(Natural-language object grounding data)
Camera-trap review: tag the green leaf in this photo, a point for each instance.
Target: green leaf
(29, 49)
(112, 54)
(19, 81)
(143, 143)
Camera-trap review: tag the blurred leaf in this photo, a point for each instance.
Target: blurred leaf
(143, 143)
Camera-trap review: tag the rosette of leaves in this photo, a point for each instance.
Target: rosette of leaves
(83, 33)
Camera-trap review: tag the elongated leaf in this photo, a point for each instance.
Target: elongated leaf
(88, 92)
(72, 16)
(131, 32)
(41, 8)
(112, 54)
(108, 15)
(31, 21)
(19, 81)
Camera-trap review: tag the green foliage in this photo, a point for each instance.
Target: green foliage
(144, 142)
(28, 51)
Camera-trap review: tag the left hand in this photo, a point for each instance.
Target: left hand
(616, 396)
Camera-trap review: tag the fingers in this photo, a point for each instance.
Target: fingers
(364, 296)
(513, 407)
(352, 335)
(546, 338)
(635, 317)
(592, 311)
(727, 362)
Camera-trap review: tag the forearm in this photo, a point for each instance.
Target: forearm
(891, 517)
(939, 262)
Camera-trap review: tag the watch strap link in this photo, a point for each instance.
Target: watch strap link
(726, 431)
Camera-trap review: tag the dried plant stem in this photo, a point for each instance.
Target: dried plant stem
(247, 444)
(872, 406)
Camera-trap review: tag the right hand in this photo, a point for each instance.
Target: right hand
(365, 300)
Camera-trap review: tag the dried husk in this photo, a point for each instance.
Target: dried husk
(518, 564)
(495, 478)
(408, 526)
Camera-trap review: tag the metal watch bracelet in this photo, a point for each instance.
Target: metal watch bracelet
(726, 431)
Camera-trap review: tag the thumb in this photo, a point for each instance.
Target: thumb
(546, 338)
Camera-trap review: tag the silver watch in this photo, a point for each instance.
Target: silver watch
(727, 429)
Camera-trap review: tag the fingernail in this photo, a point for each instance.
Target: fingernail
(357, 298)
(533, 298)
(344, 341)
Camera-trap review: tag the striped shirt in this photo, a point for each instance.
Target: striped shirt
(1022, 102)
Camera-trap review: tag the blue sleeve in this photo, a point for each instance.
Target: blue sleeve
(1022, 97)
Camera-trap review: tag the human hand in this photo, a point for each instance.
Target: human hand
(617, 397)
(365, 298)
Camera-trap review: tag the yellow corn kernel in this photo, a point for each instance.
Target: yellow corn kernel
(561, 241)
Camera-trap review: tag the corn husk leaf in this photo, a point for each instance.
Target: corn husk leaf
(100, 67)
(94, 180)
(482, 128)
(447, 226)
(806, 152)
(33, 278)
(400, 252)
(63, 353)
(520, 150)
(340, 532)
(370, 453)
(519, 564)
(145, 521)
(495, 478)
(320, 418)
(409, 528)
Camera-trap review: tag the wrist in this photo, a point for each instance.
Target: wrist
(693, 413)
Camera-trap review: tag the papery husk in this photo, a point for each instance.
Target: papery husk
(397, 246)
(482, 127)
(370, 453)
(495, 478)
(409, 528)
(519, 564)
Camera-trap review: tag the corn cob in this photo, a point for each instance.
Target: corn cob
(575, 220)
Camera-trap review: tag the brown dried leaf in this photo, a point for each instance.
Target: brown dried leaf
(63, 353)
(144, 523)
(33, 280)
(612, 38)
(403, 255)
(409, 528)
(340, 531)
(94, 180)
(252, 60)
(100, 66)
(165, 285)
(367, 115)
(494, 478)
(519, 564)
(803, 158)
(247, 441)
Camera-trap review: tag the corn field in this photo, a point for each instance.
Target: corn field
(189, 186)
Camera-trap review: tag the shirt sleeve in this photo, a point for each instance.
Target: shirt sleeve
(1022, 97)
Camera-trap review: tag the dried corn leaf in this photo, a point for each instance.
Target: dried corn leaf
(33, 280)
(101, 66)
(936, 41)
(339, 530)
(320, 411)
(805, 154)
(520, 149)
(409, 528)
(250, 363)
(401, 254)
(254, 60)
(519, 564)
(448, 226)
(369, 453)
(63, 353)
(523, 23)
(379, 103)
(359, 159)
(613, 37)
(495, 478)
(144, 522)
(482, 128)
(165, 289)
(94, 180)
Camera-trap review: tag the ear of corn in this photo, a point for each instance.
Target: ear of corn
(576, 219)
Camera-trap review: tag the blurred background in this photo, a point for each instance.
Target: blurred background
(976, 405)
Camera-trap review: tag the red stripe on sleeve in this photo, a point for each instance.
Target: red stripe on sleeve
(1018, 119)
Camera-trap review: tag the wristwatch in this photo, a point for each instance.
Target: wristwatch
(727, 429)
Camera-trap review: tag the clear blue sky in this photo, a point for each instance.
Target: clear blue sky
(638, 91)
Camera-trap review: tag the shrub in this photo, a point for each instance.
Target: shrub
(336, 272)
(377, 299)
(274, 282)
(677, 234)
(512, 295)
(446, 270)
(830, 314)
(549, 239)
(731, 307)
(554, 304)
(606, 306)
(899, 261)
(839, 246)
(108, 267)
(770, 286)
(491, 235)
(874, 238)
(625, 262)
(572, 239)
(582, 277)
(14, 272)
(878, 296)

**Problem:**
Transcribe the records above with every character unchanged.

**Your solution:**
Camera-trap review: tag the green leaf in this photo, a point for each instance.
Target: green leaf
(29, 49)
(112, 54)
(19, 81)
(143, 143)
Camera-trap review: tag the blurred leaf in this photo, a point for each instance.
Target: blurred leaf
(143, 143)
Camera-trap review: tag the rosette of leaves in this photo, a point for each instance.
Target: rosette of leaves
(83, 33)
Camera-trap review: tag the elongated leaf in this photo, a point for each instance.
Target: elongated leaf
(88, 92)
(72, 16)
(131, 32)
(41, 8)
(112, 54)
(108, 15)
(31, 21)
(19, 81)
Camera-trap review: tag the green foliage in this photo, a point for each instance.
Target: green foliage
(144, 142)
(28, 51)
Camera-trap review: tag the left hand in this photo, a point for each instance.
Target: left hand
(616, 396)
Camera-trap review: tag the fingers in this photo, a point for each instance.
Target: fingers
(364, 296)
(513, 407)
(352, 335)
(546, 338)
(635, 317)
(592, 311)
(727, 362)
Camera-trap review: tag the forearm in this photo, a point for each instance.
Target: forearm
(891, 517)
(939, 262)
Camera-trap review: tag the watch strap link in this photo, a point for each instance.
Target: watch strap link
(726, 431)
Camera-trap review: tag the dried plant stem in this photo, a point for each instance.
Target: dried plant stem
(247, 444)
(872, 406)
Camera-trap review: tag the right hand in this photo, a point for each instance.
Target: right hand
(365, 300)
Camera-trap review: tag the dried husk in this photo, a point for each instance.
Target: dried husk
(518, 564)
(495, 478)
(408, 526)
Camera-trap review: tag the metal watch bracelet in this photo, a point for each instance.
Target: metal watch bracelet
(726, 431)
Camera-trap review: tag the thumb in this photo, a point for each instance.
Target: thumb
(546, 338)
Camera-trap review: tag the silver watch in this photo, a point for each instance.
Target: silver watch
(727, 429)
Camera-trap review: tag the fingernail in this photo, a point for each instance.
Target: fingernail
(357, 298)
(533, 298)
(344, 341)
Camera-trap review: tag the striped shirt in this photo, a point for each instance.
Target: striped shirt
(1022, 102)
Camera-trap review: tag the blue sleeve in this photo, a point for each instance.
Target: blue sleeve
(1022, 97)
Camera-trap review: tag the human hand in this photo, a point for each instance.
Target: human hand
(617, 397)
(365, 298)
Camera-trap review: tag the yellow corn kernel in this photo, a point for each instance.
Target: yellow corn kernel
(561, 241)
Camera-trap review: tag the corn husk leaf in this photo, a point for each instance.
Target: corn husk leaf
(100, 67)
(94, 180)
(482, 128)
(447, 226)
(806, 152)
(33, 278)
(400, 252)
(63, 353)
(520, 150)
(340, 532)
(370, 453)
(519, 564)
(145, 521)
(495, 478)
(320, 418)
(409, 528)
Camera-trap review: tag the wrist in this photo, a point for each instance.
Target: wrist
(693, 413)
Camera-trap review: tag the papery husk in this photo, a point for each instance.
Target: papery husk
(397, 246)
(482, 127)
(370, 453)
(495, 478)
(409, 528)
(519, 564)
Camera-trap review: tag the corn cob in this photo, a point for each instance.
Target: corn cob
(575, 220)
Camera-trap review: tag the brown dried leaf in this photo, a point for each instance.
Target: brown dried leaf
(63, 353)
(144, 523)
(33, 280)
(612, 38)
(403, 255)
(409, 528)
(340, 531)
(94, 180)
(252, 60)
(100, 66)
(165, 285)
(367, 115)
(494, 478)
(519, 564)
(803, 158)
(247, 441)
Camera-trap review: tag the corn field in this photo, a point for each instance.
Target: corn field
(189, 186)
Camera-trap review: tag the shirt sleeve in this photo, a point for each instance.
Target: shirt sleeve
(1022, 97)
Camera-trap review: tag the dried corn leaf in this photo, a point for each instance.
Target: dried corn leaf
(33, 280)
(101, 66)
(936, 41)
(339, 530)
(320, 411)
(805, 154)
(520, 149)
(409, 528)
(250, 363)
(401, 254)
(254, 60)
(519, 564)
(448, 226)
(369, 453)
(63, 353)
(523, 23)
(379, 103)
(359, 159)
(613, 37)
(495, 478)
(144, 522)
(482, 128)
(165, 289)
(94, 180)
Camera-trap review: tag the ear of corn in this photo, a point for each instance.
Target: ear of corn
(576, 219)
Camera-trap review: tag the blurred background in this photo, a point for each instance.
Target: blurred background
(976, 405)
Camera-trap review: tag the red stripe on sleeve in this photo, a point for each instance.
Target: red stripe on sleeve
(1018, 119)
Camera-trap review: tag the wristwatch in this photo, a point for each instance.
Target: wristwatch
(727, 429)
Camera-trap review: tag the clear blue sky in this photo, a point for each instance.
Target: clear blue sky
(638, 91)
Camera-trap review: tag the shrub in this photo, a point for each instance.
Target: shrub
(336, 272)
(377, 299)
(274, 282)
(677, 234)
(512, 295)
(446, 270)
(830, 314)
(549, 239)
(731, 307)
(554, 304)
(606, 306)
(899, 261)
(839, 246)
(108, 267)
(770, 286)
(491, 235)
(874, 238)
(625, 262)
(572, 239)
(582, 277)
(14, 272)
(878, 296)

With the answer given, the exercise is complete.